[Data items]
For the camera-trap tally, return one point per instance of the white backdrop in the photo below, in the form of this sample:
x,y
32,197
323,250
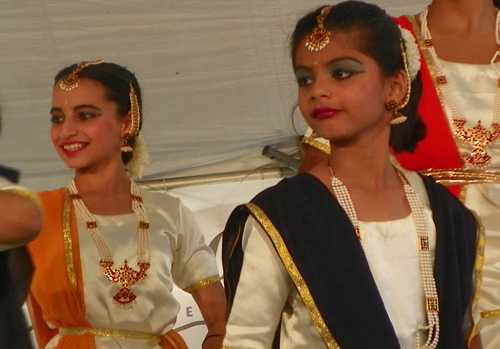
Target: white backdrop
x,y
217,87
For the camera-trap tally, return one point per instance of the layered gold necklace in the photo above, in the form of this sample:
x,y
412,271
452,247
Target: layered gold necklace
x,y
431,301
125,276
478,136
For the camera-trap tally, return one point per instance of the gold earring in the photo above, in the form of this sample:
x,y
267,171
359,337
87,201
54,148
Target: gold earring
x,y
126,148
397,117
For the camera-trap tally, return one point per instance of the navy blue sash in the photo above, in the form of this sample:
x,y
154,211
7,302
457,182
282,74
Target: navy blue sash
x,y
334,266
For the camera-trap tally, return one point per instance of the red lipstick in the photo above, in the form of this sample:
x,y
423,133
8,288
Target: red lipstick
x,y
324,112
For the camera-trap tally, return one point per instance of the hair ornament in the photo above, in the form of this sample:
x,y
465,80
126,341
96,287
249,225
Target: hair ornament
x,y
412,53
71,81
135,113
319,38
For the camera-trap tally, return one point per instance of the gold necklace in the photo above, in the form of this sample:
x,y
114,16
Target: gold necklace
x,y
125,276
429,283
478,136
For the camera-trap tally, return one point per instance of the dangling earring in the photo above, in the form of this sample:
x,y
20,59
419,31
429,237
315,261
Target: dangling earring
x,y
397,117
135,122
126,148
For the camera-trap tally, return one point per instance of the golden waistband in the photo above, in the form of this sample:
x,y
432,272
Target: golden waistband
x,y
462,176
107,332
490,314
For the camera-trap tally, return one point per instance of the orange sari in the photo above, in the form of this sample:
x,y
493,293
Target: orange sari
x,y
56,293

WHAT TO DO — Reproduce all of the items above verbatim, line for line, leaving the pictures out of your answer.

OUTPUT —
For the camera-trap tally, return one point per instance of the white backdrop in the photo below, in the form of this sample:
x,y
32,197
323,250
Target: white backdrop
x,y
217,87
For the camera-trap tally, return one point per instance of the layered gold necklace in the photo above, in the form of this sample:
x,y
412,271
452,247
Target: layered gold necklace
x,y
431,301
125,276
478,136
For the camera-trap tally, return one point per instance of the gold earring in the photo above, in the form of this sample:
x,y
267,171
359,337
87,201
54,148
Target: gold earring
x,y
126,148
397,117
For the camera-trap tally, return one point per instance of the navy blue sash in the photo above, in the form of this sample:
x,y
154,211
7,302
457,182
282,74
Target: navy blue sash
x,y
334,266
For the camera-trap tally, return one point per instance of the red lipstick in the photo above, in the form of this sample:
x,y
423,133
8,288
Target: red lipstick
x,y
324,112
For the camera-trap tally, return one point per instance of the hair ornament in the photo above, in the form of this sample:
x,y
465,80
126,341
96,287
249,225
Target: hair ornament
x,y
412,53
71,81
135,113
319,38
For the camera-trap tally, return one point per instance of the gold necklace in the photo above, in the form of this sample:
x,y
114,16
Target: gold necklace
x,y
125,276
429,283
478,136
For the camera-trap tally, return one point per instance of the dangling earring in the photo above, in the form of this sample:
x,y
20,59
419,31
429,237
315,261
Target: dangling earring
x,y
397,117
135,122
126,148
For the camera-trap tally, return one point per instance of the golden waistband in the photo above, in the form of this sample:
x,y
432,272
Target: golden waistband
x,y
462,176
107,332
490,314
For the camera-trap tally, return one point per instance of the orange sari in the photo above, in the form of this sample:
x,y
493,293
Target: orange sari
x,y
56,293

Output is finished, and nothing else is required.